Data for review –
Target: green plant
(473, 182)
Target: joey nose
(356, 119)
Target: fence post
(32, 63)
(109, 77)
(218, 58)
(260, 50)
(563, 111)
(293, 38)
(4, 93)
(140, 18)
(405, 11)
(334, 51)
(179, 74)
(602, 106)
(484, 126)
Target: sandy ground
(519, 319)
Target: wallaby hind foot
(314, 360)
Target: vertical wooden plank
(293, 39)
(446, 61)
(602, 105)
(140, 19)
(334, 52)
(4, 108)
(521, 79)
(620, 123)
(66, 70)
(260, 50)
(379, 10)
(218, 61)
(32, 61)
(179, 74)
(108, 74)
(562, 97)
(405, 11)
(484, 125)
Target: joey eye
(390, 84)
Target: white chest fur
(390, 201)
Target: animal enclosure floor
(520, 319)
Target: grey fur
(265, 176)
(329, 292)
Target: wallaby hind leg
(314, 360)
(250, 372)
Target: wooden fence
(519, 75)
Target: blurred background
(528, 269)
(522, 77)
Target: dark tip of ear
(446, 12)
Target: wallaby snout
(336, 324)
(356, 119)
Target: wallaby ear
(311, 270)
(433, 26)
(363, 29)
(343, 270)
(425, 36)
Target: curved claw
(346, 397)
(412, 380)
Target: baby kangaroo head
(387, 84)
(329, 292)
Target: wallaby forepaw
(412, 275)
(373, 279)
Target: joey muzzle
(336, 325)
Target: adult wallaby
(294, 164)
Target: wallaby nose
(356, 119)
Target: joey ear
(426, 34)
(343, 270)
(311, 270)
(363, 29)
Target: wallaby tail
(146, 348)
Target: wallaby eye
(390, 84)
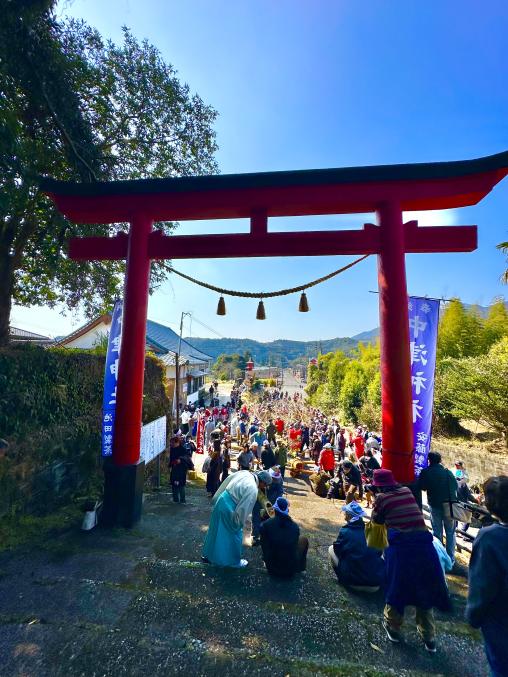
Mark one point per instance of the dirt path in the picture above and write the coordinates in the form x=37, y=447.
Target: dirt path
x=140, y=603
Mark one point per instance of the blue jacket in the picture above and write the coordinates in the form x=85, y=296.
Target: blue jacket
x=488, y=577
x=358, y=564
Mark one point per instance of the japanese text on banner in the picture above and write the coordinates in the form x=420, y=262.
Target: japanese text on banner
x=423, y=327
x=110, y=380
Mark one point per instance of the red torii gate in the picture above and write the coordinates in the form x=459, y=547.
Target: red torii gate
x=387, y=190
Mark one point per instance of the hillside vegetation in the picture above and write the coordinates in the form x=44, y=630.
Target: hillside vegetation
x=471, y=375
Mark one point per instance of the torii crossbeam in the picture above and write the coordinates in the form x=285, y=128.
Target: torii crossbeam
x=386, y=190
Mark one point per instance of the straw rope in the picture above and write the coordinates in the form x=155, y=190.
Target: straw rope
x=271, y=294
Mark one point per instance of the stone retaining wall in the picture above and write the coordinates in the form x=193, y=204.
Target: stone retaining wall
x=480, y=464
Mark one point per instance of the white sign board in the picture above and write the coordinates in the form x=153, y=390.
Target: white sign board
x=153, y=439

Exercise description – Give back all the material exactly, with no pictures.

Solution to this task –
Target: green plant
(473, 182)
Target: joey nose
(356, 119)
Target: fence post
(32, 63)
(109, 77)
(218, 58)
(260, 50)
(563, 111)
(293, 38)
(4, 93)
(140, 18)
(405, 11)
(334, 51)
(179, 74)
(602, 106)
(484, 126)
Target: sandy ground
(519, 319)
Target: wallaby hind foot
(314, 360)
Target: vertical wooden plank
(293, 39)
(446, 61)
(602, 105)
(140, 19)
(334, 52)
(4, 108)
(521, 79)
(620, 123)
(66, 70)
(260, 50)
(379, 10)
(218, 61)
(32, 61)
(179, 74)
(108, 74)
(562, 97)
(405, 11)
(484, 125)
Target: joey eye
(390, 84)
Target: white chest fur
(390, 201)
Target: animal enclosure floor
(520, 319)
Target: grey fur
(265, 176)
(329, 292)
Target: wallaby hind leg
(314, 360)
(250, 372)
Target: wooden fence
(519, 75)
Target: blurred background
(528, 269)
(522, 77)
Target: dark tip of ear
(446, 12)
Target: wallaby snout
(336, 324)
(356, 119)
Target: wallaby ear
(311, 270)
(433, 26)
(363, 29)
(343, 270)
(425, 36)
Target: curved claw
(346, 397)
(412, 380)
Target: baby kangaroo head
(387, 84)
(329, 292)
Target: wallaby forepaw
(412, 275)
(373, 279)
Target: joey muzzle
(336, 325)
Target: adult wallaby
(294, 164)
Target: wallaby nose
(356, 119)
Target: joey ear
(426, 34)
(343, 270)
(311, 270)
(363, 29)
Target: wallaby tail
(146, 348)
Target: wallaby eye
(390, 84)
Mark one point per instance of the dirt path in the picture above and write the coordinates in the form x=37, y=447.
Target: dirt path
x=140, y=603
Mark one point per instance of the blue jacket in the picture above and write the coordinates in the form x=85, y=296.
Target: blue jacket
x=488, y=577
x=358, y=564
Mark one point per instance of the japanese text on banner in the picture above and write the coordinates in the form x=420, y=262.
Target: japanese text on banner
x=423, y=327
x=110, y=380
Mark one point per instance of the red torii gate in the picture above and write the coordinates in the form x=459, y=547.
Target: red torii gate
x=387, y=190
Mark one point per instance of the hillside vegetation in the picture above and write the coordinates in the form x=44, y=630.
Target: hillside vegetation
x=471, y=375
Mark one point per instance of the torii crossbeam in the picture above and write the coordinates in the form x=285, y=128.
Target: torii crossbeam
x=386, y=190
Mark one point per instance of the straw rope in the picture above and write the coordinates in the form x=155, y=190.
Target: straw rope
x=271, y=294
Mark one point per instance of the stone retaining wall in the picture above and write the coordinates in the form x=193, y=204.
Target: stone retaining wall
x=480, y=464
Mark one point per instance of the white sign board in the picture above and write the coordinates in the form x=153, y=390.
Target: white sign board
x=153, y=439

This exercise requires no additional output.